[Entries on locating named things]
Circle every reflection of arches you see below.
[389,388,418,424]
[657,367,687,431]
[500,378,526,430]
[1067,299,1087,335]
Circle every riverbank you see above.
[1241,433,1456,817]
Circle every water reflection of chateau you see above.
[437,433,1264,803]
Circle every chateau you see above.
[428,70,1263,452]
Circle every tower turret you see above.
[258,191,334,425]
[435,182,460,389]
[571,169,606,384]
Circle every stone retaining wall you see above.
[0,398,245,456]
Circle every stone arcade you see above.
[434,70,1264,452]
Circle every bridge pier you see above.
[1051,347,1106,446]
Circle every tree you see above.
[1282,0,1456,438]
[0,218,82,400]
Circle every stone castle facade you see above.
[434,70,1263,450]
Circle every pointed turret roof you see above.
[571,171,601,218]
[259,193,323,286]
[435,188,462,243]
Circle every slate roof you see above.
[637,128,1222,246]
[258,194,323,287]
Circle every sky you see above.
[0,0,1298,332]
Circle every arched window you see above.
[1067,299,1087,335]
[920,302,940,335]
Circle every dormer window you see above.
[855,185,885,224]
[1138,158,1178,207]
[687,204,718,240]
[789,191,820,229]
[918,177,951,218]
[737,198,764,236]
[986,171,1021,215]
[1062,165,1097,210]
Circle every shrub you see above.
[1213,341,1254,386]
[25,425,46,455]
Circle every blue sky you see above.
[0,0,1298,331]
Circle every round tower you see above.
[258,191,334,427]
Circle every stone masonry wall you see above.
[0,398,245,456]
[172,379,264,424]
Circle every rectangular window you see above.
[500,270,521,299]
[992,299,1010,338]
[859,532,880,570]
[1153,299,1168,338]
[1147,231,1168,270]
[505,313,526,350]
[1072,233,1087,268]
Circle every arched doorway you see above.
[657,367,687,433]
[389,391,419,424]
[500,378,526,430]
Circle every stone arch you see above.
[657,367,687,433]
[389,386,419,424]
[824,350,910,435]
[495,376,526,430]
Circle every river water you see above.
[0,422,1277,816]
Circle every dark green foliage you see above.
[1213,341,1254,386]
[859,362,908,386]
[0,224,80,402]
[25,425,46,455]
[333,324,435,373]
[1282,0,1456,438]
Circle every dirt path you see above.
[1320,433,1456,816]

Do this
Scale the rows from the line containing "Circle every dark" through the last row, reproducing every line, requests included, with each bounding-box coordinate in the answers multiplied by 1.7 and rounded to the nearest whole number, halves rounding up. Leave the requests unchanged.

Worked answer
Circle every dark green foliage you see above.
[2062,580,2132,656]
[1460,615,1544,656]
[0,381,136,683]
[43,723,78,774]
[566,551,740,634]
[2179,0,2475,745]
Circle every dirt path you see above.
[2244,736,2475,1387]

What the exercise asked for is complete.